### EXTRACTED INFORMATION
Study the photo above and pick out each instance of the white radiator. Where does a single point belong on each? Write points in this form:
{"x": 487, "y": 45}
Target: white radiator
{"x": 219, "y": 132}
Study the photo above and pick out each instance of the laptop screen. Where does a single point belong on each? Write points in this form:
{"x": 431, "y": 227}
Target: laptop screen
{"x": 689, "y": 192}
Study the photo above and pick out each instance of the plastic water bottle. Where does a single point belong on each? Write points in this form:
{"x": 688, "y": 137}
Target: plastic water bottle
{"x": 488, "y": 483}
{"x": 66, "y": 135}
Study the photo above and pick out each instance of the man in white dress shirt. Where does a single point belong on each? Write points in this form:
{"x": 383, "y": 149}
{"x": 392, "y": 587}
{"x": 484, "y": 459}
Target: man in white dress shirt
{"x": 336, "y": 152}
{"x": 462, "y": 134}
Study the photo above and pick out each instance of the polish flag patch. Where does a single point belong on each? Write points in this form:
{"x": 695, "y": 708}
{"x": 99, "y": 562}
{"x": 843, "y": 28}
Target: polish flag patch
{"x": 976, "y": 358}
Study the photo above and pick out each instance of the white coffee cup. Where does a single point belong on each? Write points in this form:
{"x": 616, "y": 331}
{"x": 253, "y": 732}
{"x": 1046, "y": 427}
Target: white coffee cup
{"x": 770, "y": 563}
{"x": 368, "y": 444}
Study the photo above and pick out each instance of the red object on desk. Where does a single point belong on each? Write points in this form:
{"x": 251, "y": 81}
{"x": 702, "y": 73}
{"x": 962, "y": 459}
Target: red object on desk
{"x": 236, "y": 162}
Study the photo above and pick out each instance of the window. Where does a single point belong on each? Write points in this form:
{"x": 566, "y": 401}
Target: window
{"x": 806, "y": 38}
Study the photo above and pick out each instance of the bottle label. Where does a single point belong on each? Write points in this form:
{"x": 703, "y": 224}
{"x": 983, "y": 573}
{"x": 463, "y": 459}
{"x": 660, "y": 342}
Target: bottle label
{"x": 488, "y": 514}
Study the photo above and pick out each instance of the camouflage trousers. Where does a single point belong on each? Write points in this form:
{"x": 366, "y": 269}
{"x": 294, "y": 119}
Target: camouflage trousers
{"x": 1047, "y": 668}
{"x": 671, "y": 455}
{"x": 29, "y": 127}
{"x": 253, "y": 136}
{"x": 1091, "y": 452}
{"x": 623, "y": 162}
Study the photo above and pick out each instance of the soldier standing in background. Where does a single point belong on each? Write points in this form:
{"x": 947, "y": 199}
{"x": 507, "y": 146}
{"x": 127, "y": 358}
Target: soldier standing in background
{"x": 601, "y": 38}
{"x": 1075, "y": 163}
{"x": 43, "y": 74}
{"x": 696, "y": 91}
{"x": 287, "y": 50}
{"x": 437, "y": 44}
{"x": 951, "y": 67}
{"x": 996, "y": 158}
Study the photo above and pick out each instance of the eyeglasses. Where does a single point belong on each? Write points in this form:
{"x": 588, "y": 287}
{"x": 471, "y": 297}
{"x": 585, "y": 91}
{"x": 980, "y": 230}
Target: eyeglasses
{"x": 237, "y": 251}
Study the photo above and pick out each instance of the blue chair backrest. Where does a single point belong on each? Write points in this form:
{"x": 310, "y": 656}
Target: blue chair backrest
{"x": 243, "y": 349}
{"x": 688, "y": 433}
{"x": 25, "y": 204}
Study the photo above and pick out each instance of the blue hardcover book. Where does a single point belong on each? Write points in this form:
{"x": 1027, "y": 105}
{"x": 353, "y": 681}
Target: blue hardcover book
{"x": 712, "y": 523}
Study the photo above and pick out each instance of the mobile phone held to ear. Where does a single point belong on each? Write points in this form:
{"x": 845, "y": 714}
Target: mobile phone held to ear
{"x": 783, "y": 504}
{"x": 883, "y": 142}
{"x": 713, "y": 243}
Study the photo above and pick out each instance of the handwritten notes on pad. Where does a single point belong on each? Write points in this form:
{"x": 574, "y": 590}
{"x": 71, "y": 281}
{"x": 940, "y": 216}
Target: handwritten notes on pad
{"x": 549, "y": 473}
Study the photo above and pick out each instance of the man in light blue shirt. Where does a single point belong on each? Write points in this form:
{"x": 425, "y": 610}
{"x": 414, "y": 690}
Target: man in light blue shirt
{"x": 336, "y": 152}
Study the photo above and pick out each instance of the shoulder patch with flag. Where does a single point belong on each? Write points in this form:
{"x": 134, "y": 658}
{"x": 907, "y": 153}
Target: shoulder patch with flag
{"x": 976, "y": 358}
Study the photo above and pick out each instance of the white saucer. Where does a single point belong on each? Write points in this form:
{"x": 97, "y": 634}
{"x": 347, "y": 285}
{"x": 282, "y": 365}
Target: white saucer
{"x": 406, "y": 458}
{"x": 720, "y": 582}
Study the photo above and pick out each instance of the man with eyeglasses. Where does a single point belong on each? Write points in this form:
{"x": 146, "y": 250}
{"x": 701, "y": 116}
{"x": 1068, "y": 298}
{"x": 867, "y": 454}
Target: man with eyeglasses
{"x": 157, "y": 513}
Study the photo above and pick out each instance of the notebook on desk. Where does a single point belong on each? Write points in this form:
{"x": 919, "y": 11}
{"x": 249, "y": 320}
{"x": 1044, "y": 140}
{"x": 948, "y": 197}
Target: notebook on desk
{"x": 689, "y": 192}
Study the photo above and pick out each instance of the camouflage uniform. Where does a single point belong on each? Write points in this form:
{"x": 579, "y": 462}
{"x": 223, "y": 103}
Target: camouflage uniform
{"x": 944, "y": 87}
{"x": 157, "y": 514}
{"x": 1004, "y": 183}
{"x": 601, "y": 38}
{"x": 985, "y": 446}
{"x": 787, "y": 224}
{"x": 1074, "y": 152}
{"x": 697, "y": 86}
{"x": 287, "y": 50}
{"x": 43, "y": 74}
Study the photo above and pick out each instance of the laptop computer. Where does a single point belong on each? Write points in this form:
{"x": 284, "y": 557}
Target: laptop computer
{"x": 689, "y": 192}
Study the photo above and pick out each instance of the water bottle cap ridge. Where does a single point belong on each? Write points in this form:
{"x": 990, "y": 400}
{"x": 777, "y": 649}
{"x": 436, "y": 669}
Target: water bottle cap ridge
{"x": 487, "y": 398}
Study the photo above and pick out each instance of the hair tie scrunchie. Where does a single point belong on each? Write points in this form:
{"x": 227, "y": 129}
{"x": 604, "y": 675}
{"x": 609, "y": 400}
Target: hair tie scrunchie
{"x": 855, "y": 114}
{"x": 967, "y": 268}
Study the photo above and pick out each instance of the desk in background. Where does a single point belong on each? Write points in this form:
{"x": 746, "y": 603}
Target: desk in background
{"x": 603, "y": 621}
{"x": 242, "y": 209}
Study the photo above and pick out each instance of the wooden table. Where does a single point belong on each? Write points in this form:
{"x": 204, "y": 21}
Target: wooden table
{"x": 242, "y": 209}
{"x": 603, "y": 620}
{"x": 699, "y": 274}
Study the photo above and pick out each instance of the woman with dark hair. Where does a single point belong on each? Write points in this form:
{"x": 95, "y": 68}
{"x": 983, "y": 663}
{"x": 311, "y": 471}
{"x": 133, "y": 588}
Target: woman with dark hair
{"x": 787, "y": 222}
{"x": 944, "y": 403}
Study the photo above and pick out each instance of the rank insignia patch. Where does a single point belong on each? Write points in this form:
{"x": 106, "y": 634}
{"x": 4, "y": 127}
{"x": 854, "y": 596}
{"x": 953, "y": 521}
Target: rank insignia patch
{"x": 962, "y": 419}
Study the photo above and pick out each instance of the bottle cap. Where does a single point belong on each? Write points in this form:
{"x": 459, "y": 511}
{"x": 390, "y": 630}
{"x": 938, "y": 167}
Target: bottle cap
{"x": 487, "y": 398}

### WORK TO BE COMPLETED
Please retype the data, matching it exactly.

### ANSWER TO THIS EXERCISE
Study the photo above and pick out each instance of the white radiator. Where does a single point belong on each? Write points in this form:
{"x": 487, "y": 45}
Target: white radiator
{"x": 219, "y": 132}
Study the photo above and pick out each instance of the laptop screen. Where does a single point belong on each? Write points in this form:
{"x": 431, "y": 227}
Target: laptop screen
{"x": 689, "y": 192}
Study the photo above and pick out each instance of the plastic water bottle. Where does a single point belong on each? Write points in this form:
{"x": 688, "y": 137}
Target: plastic water bottle
{"x": 488, "y": 483}
{"x": 66, "y": 135}
Study the photo above and pick out each instance of the man in white dress shirt. Where does a single point belong on each? Write points in this form:
{"x": 383, "y": 149}
{"x": 392, "y": 587}
{"x": 484, "y": 459}
Target: man in white dress shirt
{"x": 336, "y": 152}
{"x": 462, "y": 134}
Study the photo above and pick out each instance of the polish flag patch. Where does a single point belong on each? Write points in this form:
{"x": 695, "y": 708}
{"x": 99, "y": 562}
{"x": 843, "y": 28}
Target: polish flag patch
{"x": 976, "y": 358}
Study the photo above and pick out each instance of the white coffee cup. Where does a single point belong on each? Write points in this form:
{"x": 616, "y": 331}
{"x": 253, "y": 732}
{"x": 1046, "y": 427}
Target: white coffee cup
{"x": 770, "y": 563}
{"x": 368, "y": 444}
Study the photo above and pick out each instance of the red object on desk. Where does a single point belong on each? Write points in this form:
{"x": 251, "y": 81}
{"x": 702, "y": 73}
{"x": 962, "y": 459}
Target: red object on desk
{"x": 236, "y": 162}
Study the photo above and pick out each instance of the window. Where does a single point belong on each? Write points in this form:
{"x": 566, "y": 401}
Target: window
{"x": 806, "y": 38}
Study the photo above and pick out each instance of the bottle label. Where does a single point belong on each? Write points in this form:
{"x": 703, "y": 224}
{"x": 983, "y": 573}
{"x": 463, "y": 459}
{"x": 660, "y": 342}
Target: bottle label
{"x": 488, "y": 514}
Study the photo above and pick out each instance of the camouflage trousers. Where does a single point belong on each? Write points in this form:
{"x": 366, "y": 269}
{"x": 294, "y": 119}
Target: camouflage trousers
{"x": 1047, "y": 668}
{"x": 671, "y": 455}
{"x": 29, "y": 127}
{"x": 253, "y": 136}
{"x": 1091, "y": 452}
{"x": 623, "y": 162}
Study the photo above and pick out each instance of the soldier standing in background. Where does a single point belong on each? Write points in this form:
{"x": 947, "y": 199}
{"x": 507, "y": 146}
{"x": 127, "y": 358}
Target: soldier standing in background
{"x": 601, "y": 38}
{"x": 1075, "y": 163}
{"x": 43, "y": 74}
{"x": 696, "y": 91}
{"x": 287, "y": 50}
{"x": 437, "y": 44}
{"x": 951, "y": 67}
{"x": 996, "y": 158}
Study the photo above and pick out each instance of the eyeglasses. Where does a single point belong on each? Write points in this form:
{"x": 588, "y": 287}
{"x": 471, "y": 297}
{"x": 585, "y": 91}
{"x": 980, "y": 230}
Target: eyeglasses
{"x": 237, "y": 251}
Study the photo above and pick out each instance of the blue chair backrest. Where does a single point belong on each? Write points in this form:
{"x": 310, "y": 656}
Target: blue chair backrest
{"x": 243, "y": 349}
{"x": 688, "y": 433}
{"x": 25, "y": 204}
Study the photo above and pick out each instance of the blue hardcover book. Where does a single point belong on each? Write points in this form:
{"x": 1027, "y": 105}
{"x": 353, "y": 681}
Target: blue hardcover book
{"x": 712, "y": 523}
Study the photo above and pick out each instance of the mobile phone held to ear. Where does a single point belong on each? Write points in this form:
{"x": 845, "y": 714}
Target: mobile phone held to ear
{"x": 783, "y": 504}
{"x": 883, "y": 142}
{"x": 713, "y": 243}
Study the photo above and pick out each instance of the handwritten notes on pad. Where does a single point belong on each? Write points in this form:
{"x": 574, "y": 590}
{"x": 71, "y": 281}
{"x": 940, "y": 216}
Target: handwritten notes on pad
{"x": 549, "y": 473}
Study the photo above and pick out each instance of the man in light blue shirt. Where does a single point belong on each? Write points in this form:
{"x": 425, "y": 610}
{"x": 414, "y": 690}
Target: man in light blue shirt
{"x": 336, "y": 152}
Study the photo above and pick out each instance of the shoulder patch with flag. Where does a single point belong on each? Write points in this form:
{"x": 134, "y": 658}
{"x": 907, "y": 153}
Target: shoulder patch with flag
{"x": 976, "y": 358}
Study the photo above and pick out each instance of the white saucer. Where does a single point belong on each? Write points in this form:
{"x": 97, "y": 634}
{"x": 347, "y": 285}
{"x": 282, "y": 365}
Target: white saucer
{"x": 406, "y": 458}
{"x": 720, "y": 582}
Study the photo above and pick out each instance of the man with eyeglasses. Where does a single point belong on each? Write points in this form:
{"x": 146, "y": 250}
{"x": 701, "y": 116}
{"x": 1068, "y": 298}
{"x": 867, "y": 454}
Target: man with eyeglasses
{"x": 157, "y": 513}
Study the photo above and pick out each instance of the notebook on desk. Where does a single point belong on each? Write points in this form:
{"x": 919, "y": 11}
{"x": 249, "y": 320}
{"x": 1044, "y": 140}
{"x": 948, "y": 197}
Target: notebook on desk
{"x": 689, "y": 192}
Study the photo above and pick out each instance of the camouflage uniform. Where does a single point belong on each? Write points in this form:
{"x": 579, "y": 462}
{"x": 223, "y": 103}
Target: camouflage uniform
{"x": 944, "y": 87}
{"x": 157, "y": 514}
{"x": 1004, "y": 183}
{"x": 601, "y": 38}
{"x": 985, "y": 446}
{"x": 787, "y": 224}
{"x": 1074, "y": 152}
{"x": 697, "y": 86}
{"x": 287, "y": 50}
{"x": 43, "y": 74}
Study the photo above and pick out each instance of the laptop computer. Where does a single point belong on each? Write points in this form:
{"x": 284, "y": 557}
Target: laptop computer
{"x": 689, "y": 192}
Study the photo above and pick out each instance of the water bottle cap ridge. Where does a single point belong on each? Write points in this form:
{"x": 990, "y": 400}
{"x": 777, "y": 649}
{"x": 436, "y": 669}
Target: water bottle cap ridge
{"x": 487, "y": 398}
Study the photo above and pick out each instance of the hair tie scrunchie. Where does a single point belong on each? Write points in this form:
{"x": 227, "y": 129}
{"x": 604, "y": 675}
{"x": 609, "y": 400}
Target: hair tie scrunchie
{"x": 855, "y": 114}
{"x": 967, "y": 268}
Study the photo above and pick out each instance of the desk in background. Where does a single point belong on each? Write points in this form:
{"x": 746, "y": 603}
Target: desk in background
{"x": 603, "y": 621}
{"x": 242, "y": 209}
Study the photo above and pick out each instance of the wooden table. Where does a single point belong on each? Write points in this form:
{"x": 204, "y": 21}
Target: wooden table
{"x": 242, "y": 209}
{"x": 603, "y": 620}
{"x": 699, "y": 274}
Study the photo above and pick out each instance of the woman with dark hair. Where does a single point belong on each? Write points in this form:
{"x": 95, "y": 68}
{"x": 983, "y": 663}
{"x": 311, "y": 471}
{"x": 133, "y": 588}
Target: woman with dark hair
{"x": 787, "y": 222}
{"x": 944, "y": 403}
Study the photo above and pick out each instance of the rank insignia patch. Where does a single point belong on each? Write points in this form:
{"x": 106, "y": 634}
{"x": 4, "y": 127}
{"x": 854, "y": 596}
{"x": 953, "y": 521}
Target: rank insignia patch
{"x": 962, "y": 419}
Study the photo above and pick out each instance of the bottle cap. Where does a single point belong on each? Write points in this form:
{"x": 459, "y": 511}
{"x": 390, "y": 630}
{"x": 938, "y": 167}
Target: bottle cap
{"x": 487, "y": 398}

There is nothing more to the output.